======== 页面 ========

1 前言
- 本文件的源码来自PostgreSQL 14.5,其它版本略有不同
- 并行workers并不能显箸提升性能。个人不建议使用并行worker进程,大多数情况下采用postgresql.conf默认配置即可。
PostgreSQL的并行workers是由compute_parallel_worker函数决定的,compute_parallel_worker是估算扫描所需的并行工作线程数,并不是您在postgresql.conf中设置的max_parallel_workers_per_gather数量,compute_parallel_worker会根据heap_pages、index_pages、max_workers(max_parallel_workers_per_gather)来决定并行工作线程数量。
2 源码和调用位置
compute_parallel_worker共有4个地方调用
src\backend\optimizer\path\allpaths.c(801,21)
src\backend\optimizer\path\allpaths.c(3724,21)
src\backend\optimizer\path\costsize.c(707,33)
src\backend\optimizer\plan\planner.c(5953,21)
compute_parallel_worker的声明
src\include\optimizer\paths.h(59,12)
compute_parallel_worker的实现
src\backend\optimizer\path\allpaths.c(3750,1)
compute_parallel_worker的源码
/*
* Compute the number of parallel workers that should be used to scan a
* relation. We compute the parallel workers based on the size of the heap to
* be scanned and the size of the index to be scanned, then choose a minimum
* of those.
*
* "heap_pages" is the number of pages from the table that we expect to scan, or
* -1 if we don't expect to scan any.
*
* "index_pages" is the number of pages from the index that we expect to scan, or
* -1 if we don't expect to scan any.
*
* "max_workers" is caller's limit on the number of workers. This typically
* comes from a GUC.
* "max_workers"就是postgresql.conf中max_parallel_workers_per_gather的值
*/
int
compute_parallel_worker(RelOptInfo *rel, double heap_pages, double index_pages,
int max_workers)
{
int parallel_workers = 0;
/*
* If the user has set the parallel_workers reloption, use that; otherwise
* select a default number of workers.
* 不需要优化,直接来自表级存储参数parallel_workers
* 详见第3节直接使用postgresql.conf中设置的max_parallel_workers_per_gather数量
*/
if (rel->rel_parallel_workers != -1)

======== 条目 ========

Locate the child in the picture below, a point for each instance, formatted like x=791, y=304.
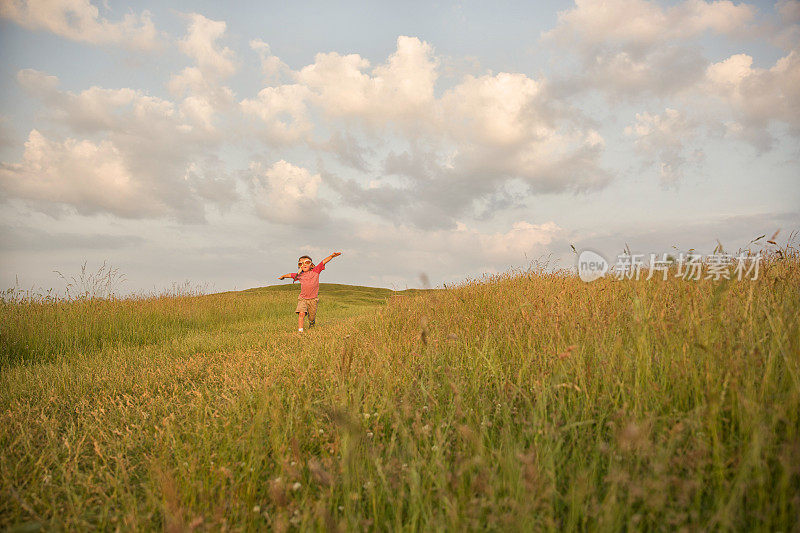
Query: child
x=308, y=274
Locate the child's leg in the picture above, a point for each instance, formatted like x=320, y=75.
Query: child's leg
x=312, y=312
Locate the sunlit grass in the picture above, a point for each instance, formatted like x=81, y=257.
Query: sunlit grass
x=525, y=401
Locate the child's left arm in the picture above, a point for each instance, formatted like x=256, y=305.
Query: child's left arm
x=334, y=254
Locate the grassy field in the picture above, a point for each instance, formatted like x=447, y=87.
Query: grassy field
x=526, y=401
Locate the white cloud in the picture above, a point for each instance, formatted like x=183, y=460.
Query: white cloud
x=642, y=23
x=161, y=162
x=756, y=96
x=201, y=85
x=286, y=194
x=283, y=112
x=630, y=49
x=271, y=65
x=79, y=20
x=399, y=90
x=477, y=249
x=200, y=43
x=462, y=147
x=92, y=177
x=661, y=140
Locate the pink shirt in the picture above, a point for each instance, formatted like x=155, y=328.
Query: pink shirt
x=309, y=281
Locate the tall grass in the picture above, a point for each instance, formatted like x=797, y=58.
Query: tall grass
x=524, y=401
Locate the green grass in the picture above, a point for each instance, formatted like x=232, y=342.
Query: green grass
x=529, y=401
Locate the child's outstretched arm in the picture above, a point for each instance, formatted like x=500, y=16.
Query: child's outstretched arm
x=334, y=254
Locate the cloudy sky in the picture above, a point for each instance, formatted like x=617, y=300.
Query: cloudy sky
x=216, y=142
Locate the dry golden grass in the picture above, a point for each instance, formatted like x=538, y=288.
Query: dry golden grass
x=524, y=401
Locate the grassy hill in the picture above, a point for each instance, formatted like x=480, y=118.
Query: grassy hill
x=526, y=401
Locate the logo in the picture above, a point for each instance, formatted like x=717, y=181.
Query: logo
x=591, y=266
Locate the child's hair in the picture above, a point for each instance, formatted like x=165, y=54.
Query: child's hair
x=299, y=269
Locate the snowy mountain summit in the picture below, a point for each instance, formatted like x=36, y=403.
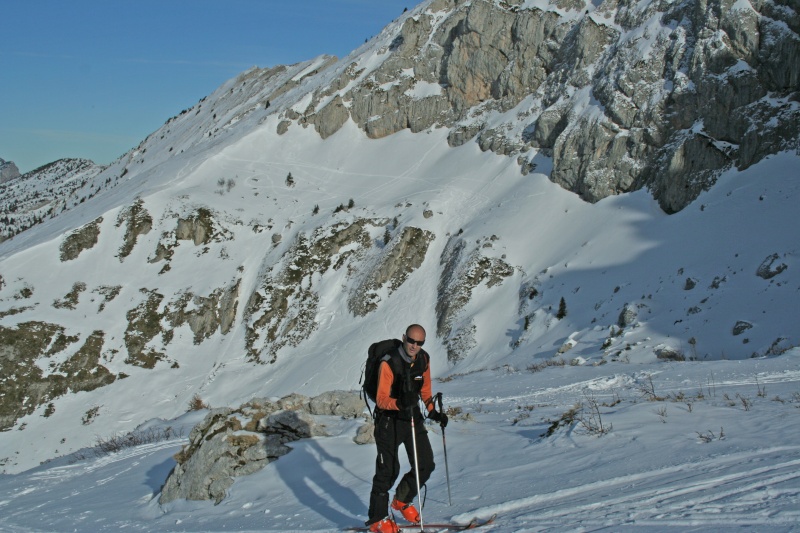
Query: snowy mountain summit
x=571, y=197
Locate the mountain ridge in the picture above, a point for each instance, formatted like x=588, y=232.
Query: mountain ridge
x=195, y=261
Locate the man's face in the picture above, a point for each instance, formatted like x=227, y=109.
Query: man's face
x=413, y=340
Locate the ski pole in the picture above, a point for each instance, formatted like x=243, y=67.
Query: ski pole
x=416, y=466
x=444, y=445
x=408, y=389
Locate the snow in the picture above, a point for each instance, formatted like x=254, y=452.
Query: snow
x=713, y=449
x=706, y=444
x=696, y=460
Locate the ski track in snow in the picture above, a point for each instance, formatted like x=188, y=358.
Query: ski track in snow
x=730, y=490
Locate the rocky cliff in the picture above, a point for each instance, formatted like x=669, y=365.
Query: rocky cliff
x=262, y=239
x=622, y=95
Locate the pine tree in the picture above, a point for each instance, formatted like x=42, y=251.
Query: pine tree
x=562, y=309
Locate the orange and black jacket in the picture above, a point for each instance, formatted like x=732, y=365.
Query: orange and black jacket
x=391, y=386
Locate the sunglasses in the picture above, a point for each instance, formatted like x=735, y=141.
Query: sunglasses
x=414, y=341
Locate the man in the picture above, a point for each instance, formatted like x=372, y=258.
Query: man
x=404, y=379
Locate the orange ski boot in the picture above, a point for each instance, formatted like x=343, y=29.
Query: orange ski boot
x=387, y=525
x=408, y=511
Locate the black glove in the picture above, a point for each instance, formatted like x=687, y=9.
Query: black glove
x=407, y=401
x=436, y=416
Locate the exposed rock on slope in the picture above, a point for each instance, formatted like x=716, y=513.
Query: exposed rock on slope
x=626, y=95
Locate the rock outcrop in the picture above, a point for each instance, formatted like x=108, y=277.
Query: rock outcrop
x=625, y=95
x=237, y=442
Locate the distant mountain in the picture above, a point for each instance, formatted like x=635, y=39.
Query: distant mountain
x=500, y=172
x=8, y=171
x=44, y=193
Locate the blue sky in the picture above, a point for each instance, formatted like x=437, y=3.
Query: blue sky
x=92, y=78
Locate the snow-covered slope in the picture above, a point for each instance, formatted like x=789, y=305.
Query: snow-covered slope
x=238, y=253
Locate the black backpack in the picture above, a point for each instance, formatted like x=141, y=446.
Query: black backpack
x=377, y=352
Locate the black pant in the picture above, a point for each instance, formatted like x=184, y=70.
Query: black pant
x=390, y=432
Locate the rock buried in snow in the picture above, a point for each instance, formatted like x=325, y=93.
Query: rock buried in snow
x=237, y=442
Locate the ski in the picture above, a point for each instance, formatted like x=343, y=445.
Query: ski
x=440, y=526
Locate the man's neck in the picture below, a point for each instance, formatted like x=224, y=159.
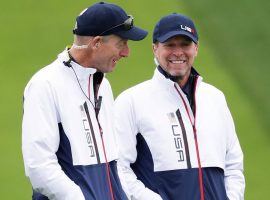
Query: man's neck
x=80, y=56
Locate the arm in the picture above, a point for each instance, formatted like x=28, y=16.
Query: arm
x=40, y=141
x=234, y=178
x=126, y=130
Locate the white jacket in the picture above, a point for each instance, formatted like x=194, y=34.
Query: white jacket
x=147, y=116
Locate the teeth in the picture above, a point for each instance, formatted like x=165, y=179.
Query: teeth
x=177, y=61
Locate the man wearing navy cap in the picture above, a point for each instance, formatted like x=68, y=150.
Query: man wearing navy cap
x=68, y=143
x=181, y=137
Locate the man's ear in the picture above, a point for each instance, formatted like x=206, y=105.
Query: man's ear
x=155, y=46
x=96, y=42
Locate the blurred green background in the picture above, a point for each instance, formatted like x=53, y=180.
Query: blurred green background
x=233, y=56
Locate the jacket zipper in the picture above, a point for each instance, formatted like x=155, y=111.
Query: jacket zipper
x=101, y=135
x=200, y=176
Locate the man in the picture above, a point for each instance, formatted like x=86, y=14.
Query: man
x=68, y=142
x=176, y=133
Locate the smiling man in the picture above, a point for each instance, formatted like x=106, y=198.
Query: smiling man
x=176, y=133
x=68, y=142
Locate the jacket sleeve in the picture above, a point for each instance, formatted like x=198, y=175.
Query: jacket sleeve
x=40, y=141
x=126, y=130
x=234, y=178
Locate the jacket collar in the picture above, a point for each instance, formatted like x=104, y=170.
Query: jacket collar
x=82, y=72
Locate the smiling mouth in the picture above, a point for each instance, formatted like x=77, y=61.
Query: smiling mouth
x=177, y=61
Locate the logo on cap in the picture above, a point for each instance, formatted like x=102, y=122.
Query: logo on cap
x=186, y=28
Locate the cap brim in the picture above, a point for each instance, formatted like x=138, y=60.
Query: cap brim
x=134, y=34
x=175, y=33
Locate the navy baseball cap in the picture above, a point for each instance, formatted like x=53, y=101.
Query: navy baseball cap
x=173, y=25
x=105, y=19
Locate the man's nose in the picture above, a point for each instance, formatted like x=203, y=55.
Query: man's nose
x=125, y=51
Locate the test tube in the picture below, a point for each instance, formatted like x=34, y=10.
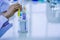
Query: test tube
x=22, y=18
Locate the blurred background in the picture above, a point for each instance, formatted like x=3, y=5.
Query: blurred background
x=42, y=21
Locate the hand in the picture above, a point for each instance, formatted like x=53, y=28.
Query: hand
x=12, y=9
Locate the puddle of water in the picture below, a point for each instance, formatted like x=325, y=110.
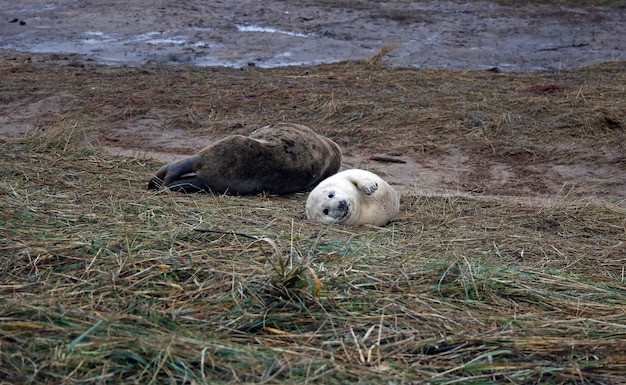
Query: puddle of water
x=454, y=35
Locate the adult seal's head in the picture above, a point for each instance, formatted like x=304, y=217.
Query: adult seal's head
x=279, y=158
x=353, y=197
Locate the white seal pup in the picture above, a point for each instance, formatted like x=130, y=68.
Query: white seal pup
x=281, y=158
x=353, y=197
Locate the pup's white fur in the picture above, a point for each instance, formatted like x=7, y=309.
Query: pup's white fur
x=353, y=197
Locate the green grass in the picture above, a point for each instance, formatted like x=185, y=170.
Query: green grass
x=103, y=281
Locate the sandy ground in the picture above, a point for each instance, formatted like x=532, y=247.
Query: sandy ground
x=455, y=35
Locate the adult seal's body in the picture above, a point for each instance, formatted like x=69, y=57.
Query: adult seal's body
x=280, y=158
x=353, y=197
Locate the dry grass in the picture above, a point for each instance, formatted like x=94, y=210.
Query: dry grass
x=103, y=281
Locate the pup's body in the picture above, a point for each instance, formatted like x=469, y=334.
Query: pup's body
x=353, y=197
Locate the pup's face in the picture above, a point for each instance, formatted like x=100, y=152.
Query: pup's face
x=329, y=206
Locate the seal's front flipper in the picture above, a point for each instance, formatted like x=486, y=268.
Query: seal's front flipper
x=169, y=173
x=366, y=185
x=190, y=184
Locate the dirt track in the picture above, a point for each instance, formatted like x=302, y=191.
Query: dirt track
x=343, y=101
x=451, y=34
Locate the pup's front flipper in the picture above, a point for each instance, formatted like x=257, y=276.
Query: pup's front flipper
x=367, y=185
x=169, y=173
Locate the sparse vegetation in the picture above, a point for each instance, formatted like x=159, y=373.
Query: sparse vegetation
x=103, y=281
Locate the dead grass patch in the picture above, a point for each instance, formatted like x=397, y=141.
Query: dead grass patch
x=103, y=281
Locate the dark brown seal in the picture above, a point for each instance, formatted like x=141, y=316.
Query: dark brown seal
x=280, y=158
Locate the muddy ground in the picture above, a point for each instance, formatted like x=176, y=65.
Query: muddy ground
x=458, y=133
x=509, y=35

========
======== 条目 ========

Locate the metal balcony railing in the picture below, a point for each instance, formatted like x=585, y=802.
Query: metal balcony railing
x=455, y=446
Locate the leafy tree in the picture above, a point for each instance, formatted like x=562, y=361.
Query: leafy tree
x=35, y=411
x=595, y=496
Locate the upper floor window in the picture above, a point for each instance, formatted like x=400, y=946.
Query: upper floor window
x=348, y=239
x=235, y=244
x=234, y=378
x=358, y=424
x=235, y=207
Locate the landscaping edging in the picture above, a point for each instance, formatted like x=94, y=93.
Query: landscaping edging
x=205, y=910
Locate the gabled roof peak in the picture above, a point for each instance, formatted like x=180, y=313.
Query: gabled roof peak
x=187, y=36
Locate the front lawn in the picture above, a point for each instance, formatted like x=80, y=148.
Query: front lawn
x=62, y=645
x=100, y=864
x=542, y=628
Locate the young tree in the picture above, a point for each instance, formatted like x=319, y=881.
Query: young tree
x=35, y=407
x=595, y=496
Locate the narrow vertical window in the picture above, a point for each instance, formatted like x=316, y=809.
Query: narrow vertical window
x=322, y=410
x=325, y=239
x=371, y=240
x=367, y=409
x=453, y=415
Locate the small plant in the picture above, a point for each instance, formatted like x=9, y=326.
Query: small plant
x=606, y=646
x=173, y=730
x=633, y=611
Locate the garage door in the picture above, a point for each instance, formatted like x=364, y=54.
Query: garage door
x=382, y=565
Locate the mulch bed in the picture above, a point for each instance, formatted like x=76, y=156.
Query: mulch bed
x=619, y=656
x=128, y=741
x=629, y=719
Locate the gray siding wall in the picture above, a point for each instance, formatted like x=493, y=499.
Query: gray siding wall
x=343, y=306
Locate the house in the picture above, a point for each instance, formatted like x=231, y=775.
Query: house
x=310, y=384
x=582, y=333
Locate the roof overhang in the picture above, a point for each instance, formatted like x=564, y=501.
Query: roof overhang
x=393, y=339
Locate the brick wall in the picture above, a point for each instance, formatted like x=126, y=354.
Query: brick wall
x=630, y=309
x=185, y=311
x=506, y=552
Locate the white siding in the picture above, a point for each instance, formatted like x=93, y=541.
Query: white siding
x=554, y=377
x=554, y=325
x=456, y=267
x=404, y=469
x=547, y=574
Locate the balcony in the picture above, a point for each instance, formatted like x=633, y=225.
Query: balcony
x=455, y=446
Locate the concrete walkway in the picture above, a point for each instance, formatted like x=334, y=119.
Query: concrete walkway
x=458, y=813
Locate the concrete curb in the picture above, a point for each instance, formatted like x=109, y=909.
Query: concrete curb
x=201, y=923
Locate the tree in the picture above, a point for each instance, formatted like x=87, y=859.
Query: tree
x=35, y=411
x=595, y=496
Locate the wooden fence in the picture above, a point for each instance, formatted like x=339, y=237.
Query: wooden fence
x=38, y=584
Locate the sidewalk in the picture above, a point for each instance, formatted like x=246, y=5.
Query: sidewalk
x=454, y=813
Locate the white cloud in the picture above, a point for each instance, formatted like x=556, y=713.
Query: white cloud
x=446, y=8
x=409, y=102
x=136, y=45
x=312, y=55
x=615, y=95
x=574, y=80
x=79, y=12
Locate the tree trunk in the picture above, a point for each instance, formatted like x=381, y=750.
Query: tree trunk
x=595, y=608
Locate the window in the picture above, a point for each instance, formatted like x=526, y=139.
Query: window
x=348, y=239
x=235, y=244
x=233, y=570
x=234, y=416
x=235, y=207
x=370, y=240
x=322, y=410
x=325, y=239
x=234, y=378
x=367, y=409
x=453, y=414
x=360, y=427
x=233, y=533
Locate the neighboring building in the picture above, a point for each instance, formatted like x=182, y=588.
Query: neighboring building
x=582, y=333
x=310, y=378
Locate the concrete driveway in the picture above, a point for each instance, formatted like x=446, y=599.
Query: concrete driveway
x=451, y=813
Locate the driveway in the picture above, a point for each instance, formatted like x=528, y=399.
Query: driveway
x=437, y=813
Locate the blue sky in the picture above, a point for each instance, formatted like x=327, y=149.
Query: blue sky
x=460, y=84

========
======== 条目 ========

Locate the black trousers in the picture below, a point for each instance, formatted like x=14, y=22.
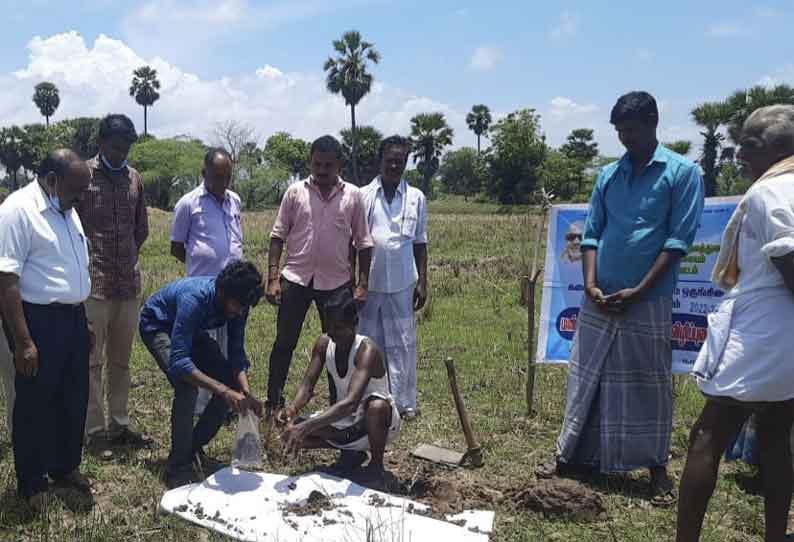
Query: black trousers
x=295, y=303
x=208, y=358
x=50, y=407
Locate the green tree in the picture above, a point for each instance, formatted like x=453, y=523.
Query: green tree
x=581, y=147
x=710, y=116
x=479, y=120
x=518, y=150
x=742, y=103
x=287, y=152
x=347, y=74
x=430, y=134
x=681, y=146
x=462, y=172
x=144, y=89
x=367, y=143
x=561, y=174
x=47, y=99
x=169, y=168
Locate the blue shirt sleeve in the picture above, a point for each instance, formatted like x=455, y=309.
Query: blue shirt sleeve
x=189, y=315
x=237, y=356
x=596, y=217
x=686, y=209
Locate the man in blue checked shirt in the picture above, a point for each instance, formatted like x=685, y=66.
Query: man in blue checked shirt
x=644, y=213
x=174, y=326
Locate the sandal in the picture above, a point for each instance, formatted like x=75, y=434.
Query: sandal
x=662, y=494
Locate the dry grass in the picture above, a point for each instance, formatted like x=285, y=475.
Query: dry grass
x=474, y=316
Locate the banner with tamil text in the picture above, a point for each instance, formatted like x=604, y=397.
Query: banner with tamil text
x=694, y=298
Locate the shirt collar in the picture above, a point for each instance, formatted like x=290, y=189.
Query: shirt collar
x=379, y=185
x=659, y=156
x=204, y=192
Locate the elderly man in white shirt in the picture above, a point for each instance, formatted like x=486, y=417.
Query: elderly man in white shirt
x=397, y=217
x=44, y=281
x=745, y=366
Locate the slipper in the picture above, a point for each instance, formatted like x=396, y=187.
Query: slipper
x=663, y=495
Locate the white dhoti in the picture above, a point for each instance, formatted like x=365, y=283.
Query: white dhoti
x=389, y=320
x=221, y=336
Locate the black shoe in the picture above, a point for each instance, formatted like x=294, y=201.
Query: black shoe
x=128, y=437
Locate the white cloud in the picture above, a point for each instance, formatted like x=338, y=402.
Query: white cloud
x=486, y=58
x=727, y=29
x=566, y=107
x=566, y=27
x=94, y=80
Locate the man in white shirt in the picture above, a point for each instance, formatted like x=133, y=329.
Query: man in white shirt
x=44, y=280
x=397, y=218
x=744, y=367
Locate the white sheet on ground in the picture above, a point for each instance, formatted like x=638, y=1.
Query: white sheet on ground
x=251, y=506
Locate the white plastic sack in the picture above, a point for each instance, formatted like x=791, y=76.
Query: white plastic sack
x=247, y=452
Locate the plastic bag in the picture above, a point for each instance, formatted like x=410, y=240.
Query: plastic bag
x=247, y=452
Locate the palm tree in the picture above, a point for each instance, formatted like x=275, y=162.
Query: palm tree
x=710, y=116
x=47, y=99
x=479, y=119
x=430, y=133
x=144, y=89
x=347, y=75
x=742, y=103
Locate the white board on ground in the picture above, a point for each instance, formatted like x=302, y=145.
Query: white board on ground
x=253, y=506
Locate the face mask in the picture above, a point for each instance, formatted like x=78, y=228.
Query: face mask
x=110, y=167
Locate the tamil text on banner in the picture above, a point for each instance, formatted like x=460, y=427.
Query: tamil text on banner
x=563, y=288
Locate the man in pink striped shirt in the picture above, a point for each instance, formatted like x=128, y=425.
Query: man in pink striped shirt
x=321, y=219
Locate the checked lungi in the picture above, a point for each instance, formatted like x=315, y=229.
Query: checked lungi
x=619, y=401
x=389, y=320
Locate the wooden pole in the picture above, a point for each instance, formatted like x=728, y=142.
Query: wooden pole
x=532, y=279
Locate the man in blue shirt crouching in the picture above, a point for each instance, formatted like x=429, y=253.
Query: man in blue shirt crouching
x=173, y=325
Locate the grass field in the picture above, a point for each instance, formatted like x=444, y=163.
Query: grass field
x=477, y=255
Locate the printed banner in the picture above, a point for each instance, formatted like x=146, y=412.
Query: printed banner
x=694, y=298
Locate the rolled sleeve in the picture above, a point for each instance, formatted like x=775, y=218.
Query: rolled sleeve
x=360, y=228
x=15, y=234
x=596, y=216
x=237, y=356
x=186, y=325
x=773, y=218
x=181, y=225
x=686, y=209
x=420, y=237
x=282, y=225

========

> [任务 1]
根据 compute_parallel_worker 页面回答：
(a) 文中源码来自 PostgreSQL 哪个版本？
(b) compute_parallel_worker 共在几个地方被调用？
(c) compute_parallel_worker 的声明位于哪个文件？
> [任务 2] 从 compute_parallel_worker 页面停下的地方接着写下去。
清单与 compute_parallel_worker 页面是彼此独立的材料。

> [任务结果 1]
(a) PostgreSQL 14.5
(b) 4 个地方
(c) src\include\optimizer\paths.h

> [任务结果 2]
parallel_workers = rel->rel_parallel_workers;
else
{
/*
* If the number of pages being scanned is insufficient to justify a
* parallel scan, just return zero ... unless it's an inheritance
* child. In that case, we want to generate a parallel path here
* anyway. It might not be worthwhile just for this relation, but
* when combined with all of its inheritance siblings it may well pay
* off.
*/
if (rel->reloptkind == RELOPT_BASEREL &&
((heap_pages >= 0 && heap_pages < min_parallel_table_scan_size) ||
(index_pages >= 0 && index_pages < min_parallel_index_scan_size)))
return 0;
if (heap_pages >= 0)
{
int heap_parallel_threshold;
int heap_parallel_workers = 1;
/*
* Select the number of workers based on the log of the size of
* the relation. This probably needs to be a good deal more
* sophisticated, but we need something here for now. Note that
* the upper limit of the min_parallel_table_scan_size GUC is
* chosen to prevent overflow here.
*/
heap_parallel_threshold = Max(min_parallel_table_scan_size, 1);
while (heap_pages >= (BlockNumber) (heap_parallel_threshold * 3))
{
heap_parallel_workers++;
heap_parallel_threshold *= 3;
if (heap_parallel_threshold > INT_MAX / 3)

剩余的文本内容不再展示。